Retype every row below word for word, but leave out the pictures.
═════ INFORMATION GIVEN
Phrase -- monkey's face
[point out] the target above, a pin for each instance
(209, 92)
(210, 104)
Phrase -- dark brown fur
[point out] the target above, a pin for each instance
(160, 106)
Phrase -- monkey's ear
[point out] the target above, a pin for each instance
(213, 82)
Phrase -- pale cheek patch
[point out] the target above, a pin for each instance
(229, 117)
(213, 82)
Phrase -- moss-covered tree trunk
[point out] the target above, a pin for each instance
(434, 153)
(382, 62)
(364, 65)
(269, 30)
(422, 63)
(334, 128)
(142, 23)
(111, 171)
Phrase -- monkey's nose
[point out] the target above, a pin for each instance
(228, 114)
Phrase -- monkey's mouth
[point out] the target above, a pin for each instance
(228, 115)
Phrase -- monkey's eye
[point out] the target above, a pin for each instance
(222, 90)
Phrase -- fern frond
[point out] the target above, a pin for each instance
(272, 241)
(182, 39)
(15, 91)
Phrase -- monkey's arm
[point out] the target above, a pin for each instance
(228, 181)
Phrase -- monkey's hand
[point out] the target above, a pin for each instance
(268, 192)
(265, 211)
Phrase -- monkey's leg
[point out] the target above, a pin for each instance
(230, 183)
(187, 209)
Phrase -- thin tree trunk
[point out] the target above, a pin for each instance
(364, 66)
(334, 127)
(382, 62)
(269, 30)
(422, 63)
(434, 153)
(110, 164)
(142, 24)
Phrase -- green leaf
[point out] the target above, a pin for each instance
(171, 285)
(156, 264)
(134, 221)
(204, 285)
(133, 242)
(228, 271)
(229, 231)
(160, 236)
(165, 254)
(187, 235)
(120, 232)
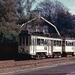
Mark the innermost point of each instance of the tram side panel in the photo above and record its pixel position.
(69, 48)
(57, 47)
(41, 46)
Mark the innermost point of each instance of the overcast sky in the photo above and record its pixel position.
(68, 3)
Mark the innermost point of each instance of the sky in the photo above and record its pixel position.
(68, 3)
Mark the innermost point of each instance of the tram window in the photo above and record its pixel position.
(41, 42)
(19, 40)
(57, 43)
(68, 43)
(45, 42)
(38, 41)
(29, 40)
(26, 41)
(73, 43)
(23, 40)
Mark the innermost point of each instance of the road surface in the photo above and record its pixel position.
(64, 69)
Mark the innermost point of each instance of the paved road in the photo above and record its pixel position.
(65, 69)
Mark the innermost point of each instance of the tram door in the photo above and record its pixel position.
(34, 46)
(49, 47)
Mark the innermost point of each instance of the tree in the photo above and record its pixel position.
(24, 6)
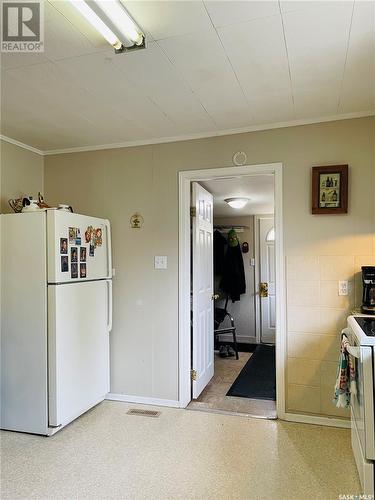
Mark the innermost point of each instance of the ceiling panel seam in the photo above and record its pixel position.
(288, 59)
(346, 58)
(230, 62)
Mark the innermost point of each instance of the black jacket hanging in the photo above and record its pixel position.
(219, 253)
(233, 279)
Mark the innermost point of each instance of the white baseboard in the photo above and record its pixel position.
(111, 396)
(289, 417)
(315, 420)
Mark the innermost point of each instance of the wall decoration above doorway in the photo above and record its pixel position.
(330, 189)
(136, 221)
(239, 158)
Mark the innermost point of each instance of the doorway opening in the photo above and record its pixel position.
(236, 334)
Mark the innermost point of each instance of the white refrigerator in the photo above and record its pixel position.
(56, 315)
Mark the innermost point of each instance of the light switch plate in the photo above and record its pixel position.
(343, 288)
(161, 262)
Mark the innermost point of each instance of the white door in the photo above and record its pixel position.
(79, 322)
(202, 262)
(72, 256)
(267, 287)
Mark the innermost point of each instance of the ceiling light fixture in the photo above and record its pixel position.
(237, 202)
(112, 21)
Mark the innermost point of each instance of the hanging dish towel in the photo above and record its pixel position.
(345, 383)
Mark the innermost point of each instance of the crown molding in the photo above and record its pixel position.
(206, 135)
(21, 145)
(190, 137)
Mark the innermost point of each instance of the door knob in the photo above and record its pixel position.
(263, 289)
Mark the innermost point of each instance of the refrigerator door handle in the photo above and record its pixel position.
(109, 305)
(109, 249)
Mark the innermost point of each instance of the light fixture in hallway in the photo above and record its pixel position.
══════════
**TASK ANSWER**:
Phrase -- monkey's face
[point out] the target above, a pin for each instance
(209, 92)
(210, 104)
Phrase -- dark brown fur
[point out] the target above, a pin for each instance
(160, 106)
Phrase -- monkey's ear
[point out] the target above, a pin for each instance
(213, 82)
Phrase -- pale cheek patch
[point out] the target above, a pin for each instance
(229, 117)
(213, 82)
Phrase -- moss-covered tree trunk
[point out] the target above, a pin for each instance
(434, 153)
(382, 62)
(364, 65)
(269, 30)
(422, 63)
(334, 128)
(142, 23)
(111, 171)
Phrase -- monkey's nose
[point out] the target above, a pin for each instance
(228, 114)
Phrase -- monkey's mouth
[point out] the target above, a pin for each instance
(228, 115)
Phrase -- monkey's eye
[point out] the target above, a pin for each instance
(222, 90)
Phrase -- fern frond
[point out] the target above, a pin for each instance
(272, 241)
(182, 39)
(15, 91)
Phrase -- monkey's arm
[point out] the target above, a pin for each instance
(228, 181)
Phrase -- monkey's hand
[point out] the target above, a pin for each instance
(268, 192)
(265, 211)
Phrase -- monkey's leg
[point out] the target above, a pin for each instance
(230, 183)
(187, 209)
Phrase -- thin tree trunk
[point out] the target above, a pin for each instance
(364, 66)
(334, 127)
(382, 62)
(269, 30)
(422, 63)
(434, 153)
(110, 164)
(142, 24)
Phrase -- green leaf
[point out] the target above, a pin for each instance
(171, 285)
(156, 264)
(134, 221)
(204, 285)
(133, 242)
(228, 271)
(229, 231)
(160, 236)
(165, 254)
(187, 235)
(120, 232)
Mark the innermost point of each instance of the tram side panel in the photo above and record its pixel position.
(69, 48)
(57, 47)
(41, 46)
Mark the innermost point of each instance of the overcast sky in the photo above and record its pixel position.
(68, 3)
Mark the innermost point of each instance of the sky in the photo above and record its pixel position.
(68, 3)
Mark the innermost point of each instance of the tram window in the photo above and record its pixel position.
(41, 42)
(19, 40)
(57, 43)
(68, 43)
(45, 42)
(38, 41)
(29, 40)
(26, 41)
(73, 43)
(23, 40)
Mark the innermost point of each instance of the road surface in the photo above and record its pixel position.
(64, 69)
Mark the innermost point of each instance of the paved road in the photo above and record its pixel position.
(65, 69)
Mark the innermost point of each instance of the tram door in the photo above and record its pixel position.
(34, 46)
(49, 47)
Mark the innermost point of each instance of the tree in the photo above and record its pixel position.
(24, 6)
Mark the innermost point of each instance of the ceiling panel seam in the photo above and record its pixel position.
(288, 59)
(346, 58)
(230, 62)
Mark the innermost point of each instance of the black jacket hanging in the photo above and record its pixel position.
(219, 253)
(233, 279)
Mark the innermost point of each instance of the white baseboard in the photo above and record its pixel position.
(111, 396)
(289, 417)
(315, 420)
Mark the innermost point of each instance of the wall decoration above doorway in the photo above and record its pixel position.
(330, 189)
(136, 221)
(239, 158)
Mark the innermost point of each instance of the doorway opening in the photo above and record its pixel position.
(236, 334)
Mark the innermost point of each instance of the white refrigerator in the photo above and record its pixel position.
(56, 315)
Mark the innermost point of each instance of the light switch plate in the photo above and record its pixel position.
(343, 288)
(161, 262)
Mark the innermost point of each instance of the white door in the photo above and record its pixel position.
(79, 322)
(202, 262)
(72, 256)
(267, 287)
Mark the innermost point of each instance of the ceiling light fixture in the photo above and record its pixel position.
(237, 202)
(112, 21)
Mark the innermost point of each instance of the hanging dish towel in the photo above and record its pixel position.
(345, 383)
Mark the innermost point of each instance of the crown molding in the photo above and record its pixel position.
(206, 135)
(21, 145)
(190, 137)
Mark the innermost point of each instance of the door knob in the photo above and record its pixel position.
(263, 289)
Mark the innermost point of each instance of the refrigerator door handle in the photo above and record its pixel position.
(109, 305)
(109, 249)
Mark the innermost point of each instance of the light fixture in hallway in the photo above and record its pixel position.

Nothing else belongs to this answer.